[Collection entries]
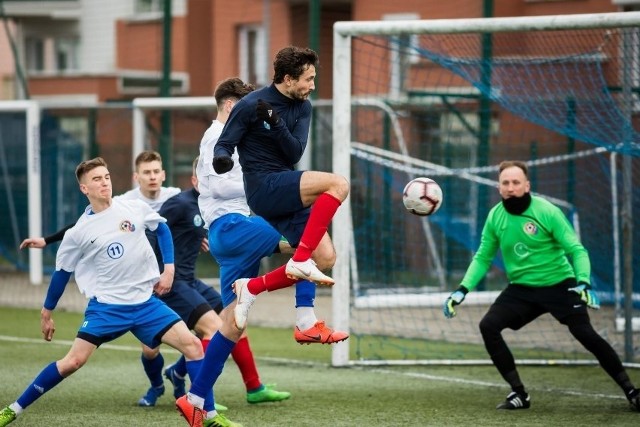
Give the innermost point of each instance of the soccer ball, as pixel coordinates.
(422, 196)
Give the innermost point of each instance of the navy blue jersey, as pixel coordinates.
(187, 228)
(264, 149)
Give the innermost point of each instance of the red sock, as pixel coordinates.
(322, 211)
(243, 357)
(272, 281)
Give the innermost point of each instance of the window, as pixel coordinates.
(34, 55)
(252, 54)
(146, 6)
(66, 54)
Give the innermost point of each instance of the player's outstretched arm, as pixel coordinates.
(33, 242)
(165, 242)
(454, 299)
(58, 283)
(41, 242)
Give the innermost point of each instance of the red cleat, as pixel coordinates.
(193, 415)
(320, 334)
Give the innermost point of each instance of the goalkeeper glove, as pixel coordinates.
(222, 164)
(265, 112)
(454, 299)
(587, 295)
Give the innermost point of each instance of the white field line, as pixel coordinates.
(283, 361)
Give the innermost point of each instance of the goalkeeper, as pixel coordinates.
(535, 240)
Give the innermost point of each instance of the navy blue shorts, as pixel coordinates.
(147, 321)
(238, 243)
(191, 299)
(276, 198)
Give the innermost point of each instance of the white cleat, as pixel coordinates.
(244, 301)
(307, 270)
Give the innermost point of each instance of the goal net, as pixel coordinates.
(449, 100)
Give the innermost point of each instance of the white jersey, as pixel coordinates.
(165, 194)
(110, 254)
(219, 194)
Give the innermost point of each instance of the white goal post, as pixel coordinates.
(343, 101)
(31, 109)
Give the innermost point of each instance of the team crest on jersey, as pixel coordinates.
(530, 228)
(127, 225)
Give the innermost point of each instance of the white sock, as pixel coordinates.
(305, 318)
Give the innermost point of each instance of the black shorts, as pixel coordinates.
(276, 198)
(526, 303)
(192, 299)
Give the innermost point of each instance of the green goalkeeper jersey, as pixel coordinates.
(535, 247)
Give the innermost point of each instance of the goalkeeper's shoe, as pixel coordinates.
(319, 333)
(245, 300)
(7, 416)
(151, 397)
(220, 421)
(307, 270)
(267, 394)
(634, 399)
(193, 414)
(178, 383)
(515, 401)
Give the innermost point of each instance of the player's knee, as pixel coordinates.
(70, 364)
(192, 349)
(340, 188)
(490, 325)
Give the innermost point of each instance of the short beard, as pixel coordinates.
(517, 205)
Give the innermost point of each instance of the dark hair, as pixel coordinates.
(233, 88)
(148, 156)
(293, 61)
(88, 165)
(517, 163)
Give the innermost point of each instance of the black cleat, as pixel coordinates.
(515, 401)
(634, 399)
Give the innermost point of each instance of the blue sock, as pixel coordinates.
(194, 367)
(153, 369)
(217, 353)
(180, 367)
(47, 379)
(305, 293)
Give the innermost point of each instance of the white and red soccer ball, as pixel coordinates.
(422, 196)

--

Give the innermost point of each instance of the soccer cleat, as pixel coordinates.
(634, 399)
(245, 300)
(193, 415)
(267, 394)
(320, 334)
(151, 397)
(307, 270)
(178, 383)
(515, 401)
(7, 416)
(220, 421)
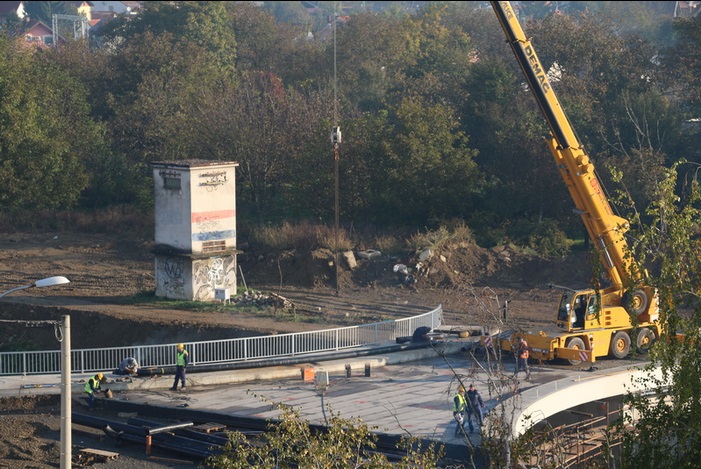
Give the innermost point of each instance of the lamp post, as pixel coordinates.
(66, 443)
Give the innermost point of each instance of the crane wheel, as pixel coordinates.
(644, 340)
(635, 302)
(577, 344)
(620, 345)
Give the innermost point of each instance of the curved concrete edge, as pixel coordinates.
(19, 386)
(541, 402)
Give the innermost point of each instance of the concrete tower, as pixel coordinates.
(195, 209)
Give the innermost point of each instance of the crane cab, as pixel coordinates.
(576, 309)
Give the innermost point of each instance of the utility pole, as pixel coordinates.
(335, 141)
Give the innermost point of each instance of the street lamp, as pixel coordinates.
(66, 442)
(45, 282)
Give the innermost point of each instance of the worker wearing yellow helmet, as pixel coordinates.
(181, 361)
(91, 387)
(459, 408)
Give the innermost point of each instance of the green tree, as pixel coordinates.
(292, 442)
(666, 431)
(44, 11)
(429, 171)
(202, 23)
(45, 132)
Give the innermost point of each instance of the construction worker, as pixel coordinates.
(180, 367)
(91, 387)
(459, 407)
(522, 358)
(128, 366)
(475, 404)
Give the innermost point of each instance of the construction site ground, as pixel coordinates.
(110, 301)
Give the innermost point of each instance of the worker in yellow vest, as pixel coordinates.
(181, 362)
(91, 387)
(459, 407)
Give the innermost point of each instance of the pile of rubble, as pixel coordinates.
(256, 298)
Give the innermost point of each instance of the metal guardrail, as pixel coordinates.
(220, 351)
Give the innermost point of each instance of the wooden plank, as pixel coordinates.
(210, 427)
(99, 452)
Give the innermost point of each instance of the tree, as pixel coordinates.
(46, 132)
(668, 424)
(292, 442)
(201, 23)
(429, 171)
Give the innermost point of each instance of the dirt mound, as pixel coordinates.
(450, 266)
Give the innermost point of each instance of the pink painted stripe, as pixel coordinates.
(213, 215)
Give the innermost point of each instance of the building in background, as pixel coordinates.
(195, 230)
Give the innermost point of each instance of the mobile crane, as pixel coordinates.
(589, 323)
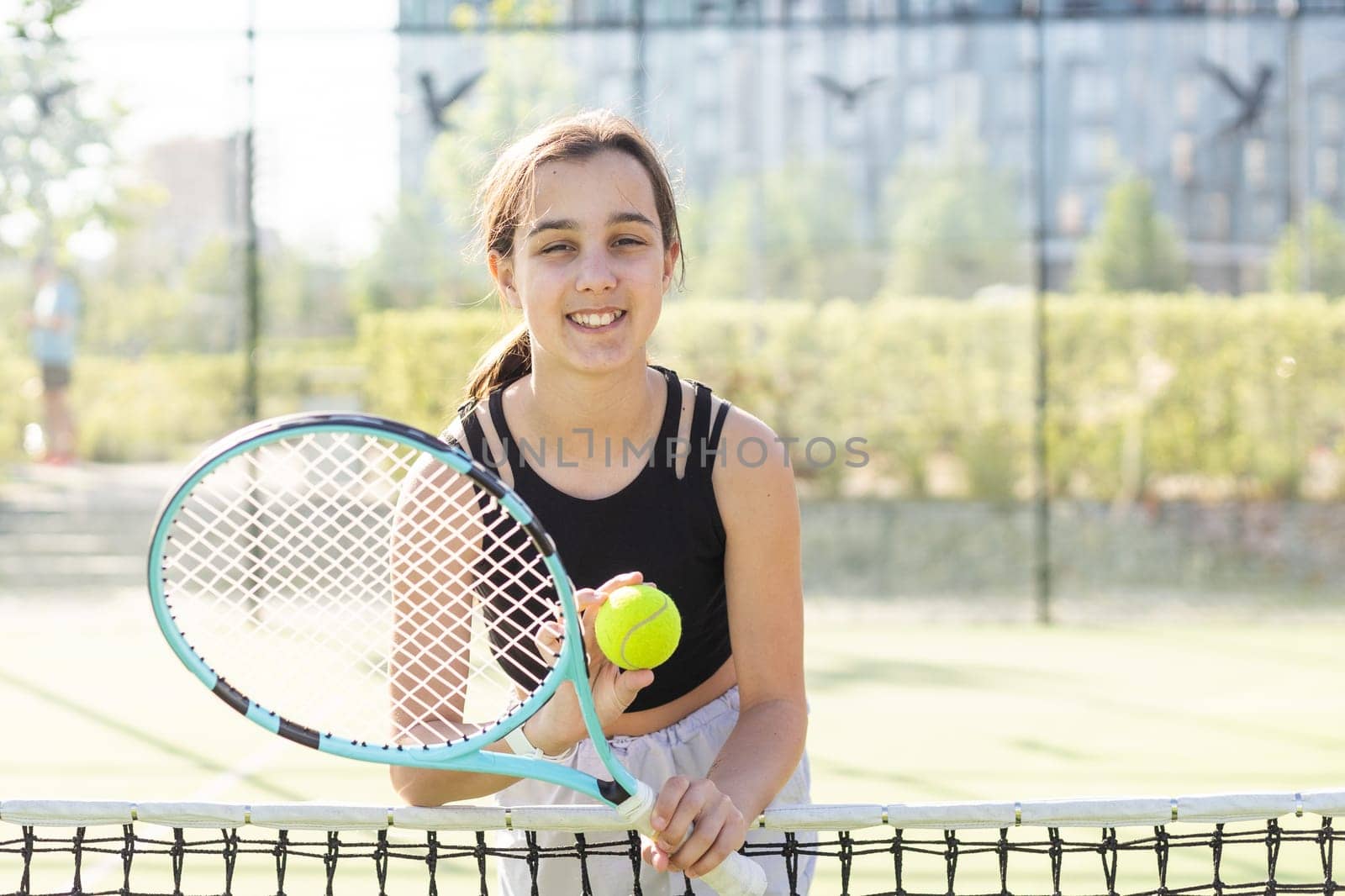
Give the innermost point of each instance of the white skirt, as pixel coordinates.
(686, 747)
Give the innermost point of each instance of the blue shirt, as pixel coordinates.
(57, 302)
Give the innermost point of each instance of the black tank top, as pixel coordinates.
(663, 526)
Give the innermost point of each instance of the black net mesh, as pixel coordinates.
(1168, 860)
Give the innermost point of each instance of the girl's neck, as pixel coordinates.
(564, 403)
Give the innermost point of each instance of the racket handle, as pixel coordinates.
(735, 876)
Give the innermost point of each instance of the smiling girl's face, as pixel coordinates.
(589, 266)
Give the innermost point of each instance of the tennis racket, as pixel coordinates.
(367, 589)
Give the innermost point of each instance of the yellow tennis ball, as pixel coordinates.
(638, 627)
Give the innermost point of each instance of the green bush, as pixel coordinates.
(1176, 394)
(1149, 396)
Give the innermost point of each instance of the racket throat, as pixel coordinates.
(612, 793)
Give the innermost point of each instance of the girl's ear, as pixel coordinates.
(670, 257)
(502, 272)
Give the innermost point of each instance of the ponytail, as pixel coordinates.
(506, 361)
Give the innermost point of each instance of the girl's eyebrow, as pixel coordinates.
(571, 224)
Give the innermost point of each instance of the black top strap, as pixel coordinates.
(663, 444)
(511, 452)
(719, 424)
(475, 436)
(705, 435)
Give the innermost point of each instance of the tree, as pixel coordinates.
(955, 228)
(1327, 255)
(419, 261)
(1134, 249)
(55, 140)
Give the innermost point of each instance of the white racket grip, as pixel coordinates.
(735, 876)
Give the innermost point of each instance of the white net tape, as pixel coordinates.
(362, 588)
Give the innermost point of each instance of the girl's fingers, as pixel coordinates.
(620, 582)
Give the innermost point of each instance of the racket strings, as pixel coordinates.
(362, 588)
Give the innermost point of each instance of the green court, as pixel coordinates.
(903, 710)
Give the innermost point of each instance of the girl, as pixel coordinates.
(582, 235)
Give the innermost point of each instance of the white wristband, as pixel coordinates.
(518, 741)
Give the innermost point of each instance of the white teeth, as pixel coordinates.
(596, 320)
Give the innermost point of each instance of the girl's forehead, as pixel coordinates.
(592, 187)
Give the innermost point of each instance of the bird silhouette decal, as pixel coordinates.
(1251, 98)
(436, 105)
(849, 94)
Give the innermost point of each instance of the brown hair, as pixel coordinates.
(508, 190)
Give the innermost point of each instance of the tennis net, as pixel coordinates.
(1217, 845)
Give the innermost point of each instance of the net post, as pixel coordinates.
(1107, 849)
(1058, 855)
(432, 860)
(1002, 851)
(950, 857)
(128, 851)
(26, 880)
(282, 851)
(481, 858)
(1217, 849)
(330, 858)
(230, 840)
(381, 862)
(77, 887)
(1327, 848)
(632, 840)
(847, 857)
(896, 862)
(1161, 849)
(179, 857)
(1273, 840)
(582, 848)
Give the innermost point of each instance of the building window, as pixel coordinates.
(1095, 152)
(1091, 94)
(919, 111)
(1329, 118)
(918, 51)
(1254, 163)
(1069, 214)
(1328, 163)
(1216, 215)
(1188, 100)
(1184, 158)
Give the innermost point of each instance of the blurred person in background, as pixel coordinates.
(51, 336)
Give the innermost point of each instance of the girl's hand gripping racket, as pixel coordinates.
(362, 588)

---

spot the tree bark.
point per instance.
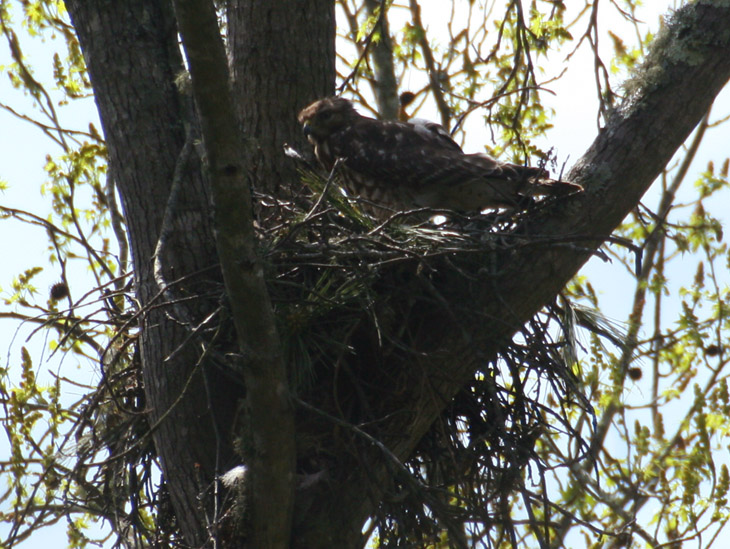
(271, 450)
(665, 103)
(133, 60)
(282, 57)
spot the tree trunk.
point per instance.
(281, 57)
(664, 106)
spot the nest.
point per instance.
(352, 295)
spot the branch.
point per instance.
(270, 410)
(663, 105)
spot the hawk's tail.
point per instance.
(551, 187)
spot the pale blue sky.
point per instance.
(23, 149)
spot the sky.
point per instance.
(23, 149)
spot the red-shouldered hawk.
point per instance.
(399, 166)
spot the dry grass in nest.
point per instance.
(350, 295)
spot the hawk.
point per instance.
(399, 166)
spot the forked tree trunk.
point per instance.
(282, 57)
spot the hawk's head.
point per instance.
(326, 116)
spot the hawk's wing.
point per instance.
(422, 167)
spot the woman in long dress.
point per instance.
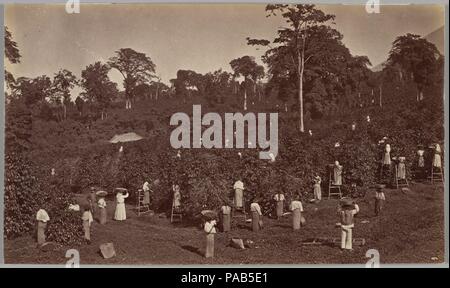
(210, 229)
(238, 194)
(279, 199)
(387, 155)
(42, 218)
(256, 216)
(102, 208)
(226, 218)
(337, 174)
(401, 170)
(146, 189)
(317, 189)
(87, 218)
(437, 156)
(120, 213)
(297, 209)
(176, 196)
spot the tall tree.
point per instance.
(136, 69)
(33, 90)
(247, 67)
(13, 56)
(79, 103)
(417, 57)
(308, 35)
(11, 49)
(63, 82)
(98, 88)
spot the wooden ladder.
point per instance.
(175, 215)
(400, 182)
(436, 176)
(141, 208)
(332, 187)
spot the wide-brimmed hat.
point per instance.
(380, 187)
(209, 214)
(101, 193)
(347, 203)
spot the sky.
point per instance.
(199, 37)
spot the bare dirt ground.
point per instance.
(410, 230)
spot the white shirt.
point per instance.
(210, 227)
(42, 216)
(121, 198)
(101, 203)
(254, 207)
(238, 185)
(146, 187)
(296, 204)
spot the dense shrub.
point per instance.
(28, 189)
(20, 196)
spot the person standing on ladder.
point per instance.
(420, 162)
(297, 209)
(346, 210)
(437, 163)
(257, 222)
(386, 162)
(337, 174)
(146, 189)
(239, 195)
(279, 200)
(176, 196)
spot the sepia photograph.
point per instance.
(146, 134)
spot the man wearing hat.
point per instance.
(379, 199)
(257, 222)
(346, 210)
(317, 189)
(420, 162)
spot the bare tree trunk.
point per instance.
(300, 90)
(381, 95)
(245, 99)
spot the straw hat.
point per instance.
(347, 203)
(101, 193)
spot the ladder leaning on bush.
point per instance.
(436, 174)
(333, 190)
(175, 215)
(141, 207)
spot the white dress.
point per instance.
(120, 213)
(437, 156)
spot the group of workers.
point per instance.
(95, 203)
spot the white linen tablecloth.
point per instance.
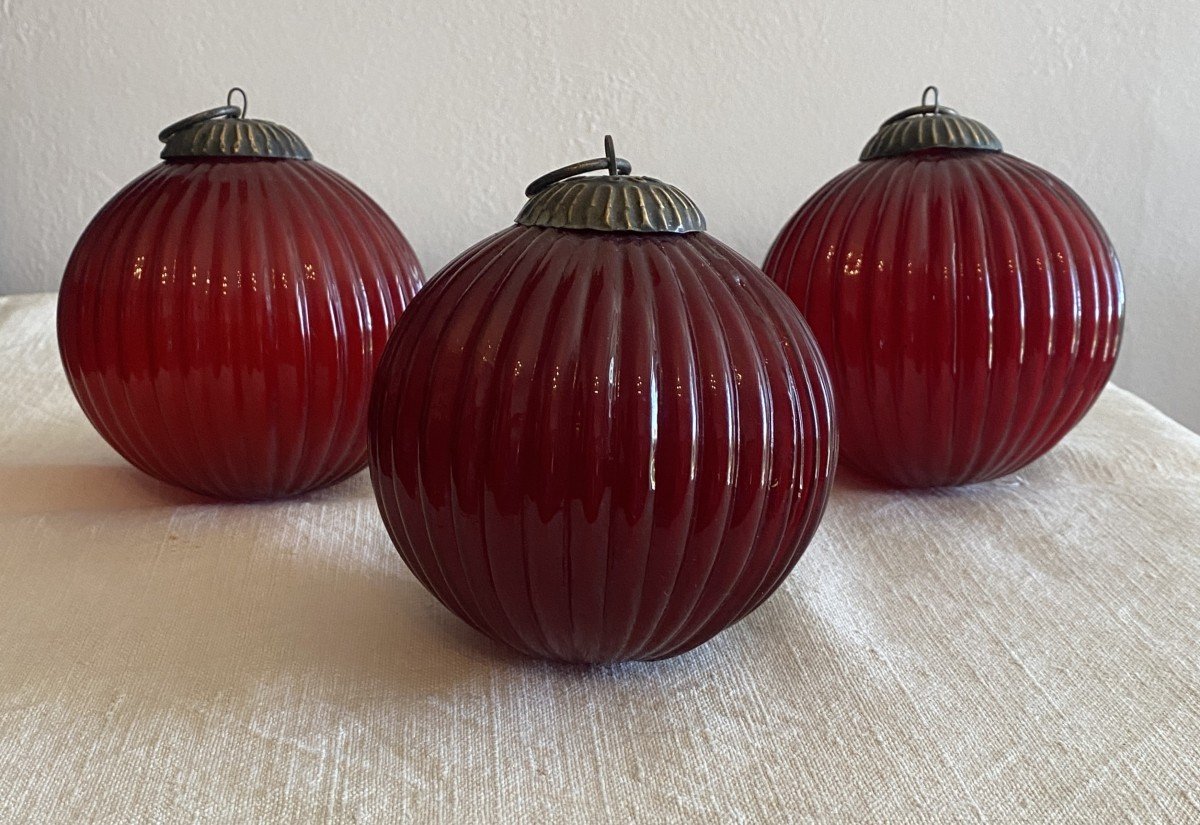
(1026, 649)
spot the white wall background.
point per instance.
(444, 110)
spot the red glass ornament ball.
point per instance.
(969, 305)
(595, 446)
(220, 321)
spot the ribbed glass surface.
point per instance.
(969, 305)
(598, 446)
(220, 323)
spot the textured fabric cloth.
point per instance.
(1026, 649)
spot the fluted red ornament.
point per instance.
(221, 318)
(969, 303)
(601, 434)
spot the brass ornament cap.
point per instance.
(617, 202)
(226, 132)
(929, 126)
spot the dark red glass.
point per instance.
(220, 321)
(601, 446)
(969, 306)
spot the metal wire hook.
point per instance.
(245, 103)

▶ **Instructions to follow**
Find the lines above that include the string "bare" and copy them.

▶ **Solution for this problem**
spot the bare dirt ground.
spot the bare tree trunk.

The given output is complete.